## TO DO
Pick out and copy every line of the records below that contains the word "blue".

## EXCERPTED DATA
########
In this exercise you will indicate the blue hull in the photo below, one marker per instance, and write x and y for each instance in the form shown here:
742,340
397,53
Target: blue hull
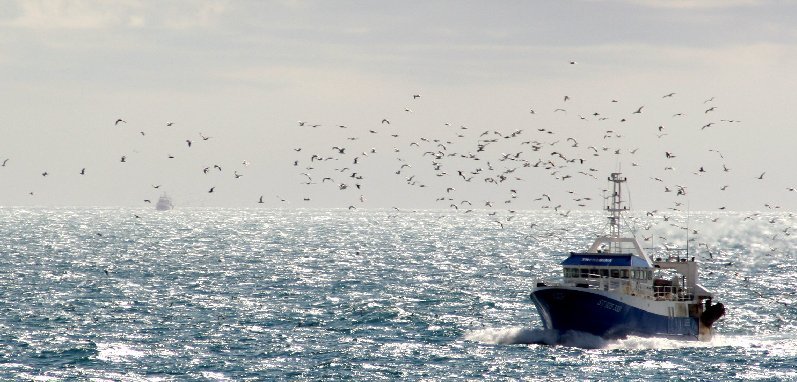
########
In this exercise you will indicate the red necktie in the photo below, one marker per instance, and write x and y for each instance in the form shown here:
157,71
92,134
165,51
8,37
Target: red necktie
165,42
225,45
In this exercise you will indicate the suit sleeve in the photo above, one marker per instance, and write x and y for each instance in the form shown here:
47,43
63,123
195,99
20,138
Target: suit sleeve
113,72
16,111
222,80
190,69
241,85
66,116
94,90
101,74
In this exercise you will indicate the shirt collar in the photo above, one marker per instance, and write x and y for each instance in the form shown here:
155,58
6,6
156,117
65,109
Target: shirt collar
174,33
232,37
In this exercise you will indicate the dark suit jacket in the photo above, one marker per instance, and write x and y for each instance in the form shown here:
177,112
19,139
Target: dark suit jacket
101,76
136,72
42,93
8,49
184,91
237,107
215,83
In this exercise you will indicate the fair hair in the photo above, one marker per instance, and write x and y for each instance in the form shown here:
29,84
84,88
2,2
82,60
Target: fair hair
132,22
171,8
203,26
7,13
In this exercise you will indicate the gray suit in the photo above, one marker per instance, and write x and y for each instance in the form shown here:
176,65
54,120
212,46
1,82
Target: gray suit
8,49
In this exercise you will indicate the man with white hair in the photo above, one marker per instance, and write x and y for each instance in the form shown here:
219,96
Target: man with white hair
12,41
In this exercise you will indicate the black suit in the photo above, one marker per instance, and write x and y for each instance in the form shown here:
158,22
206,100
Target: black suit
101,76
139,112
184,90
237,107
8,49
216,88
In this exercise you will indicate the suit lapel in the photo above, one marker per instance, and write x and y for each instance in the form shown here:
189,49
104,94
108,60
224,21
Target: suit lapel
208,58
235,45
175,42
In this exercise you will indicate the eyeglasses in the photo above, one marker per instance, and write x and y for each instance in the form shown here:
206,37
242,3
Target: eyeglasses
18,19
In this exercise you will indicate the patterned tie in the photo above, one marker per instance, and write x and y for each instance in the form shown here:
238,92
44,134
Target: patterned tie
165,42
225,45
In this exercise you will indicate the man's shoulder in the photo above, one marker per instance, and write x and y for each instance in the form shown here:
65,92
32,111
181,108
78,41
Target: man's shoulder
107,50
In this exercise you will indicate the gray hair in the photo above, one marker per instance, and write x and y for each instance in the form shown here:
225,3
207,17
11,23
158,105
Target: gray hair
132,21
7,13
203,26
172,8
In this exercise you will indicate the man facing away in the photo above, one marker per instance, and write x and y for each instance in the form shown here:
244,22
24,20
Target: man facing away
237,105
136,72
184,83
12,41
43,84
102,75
########
## COMPLETED EXERCISE
In this exercise you will indicate the blue hull in the photo below, one marker per instance, and write x and y for each instance in the form shown here:
Target: blue hull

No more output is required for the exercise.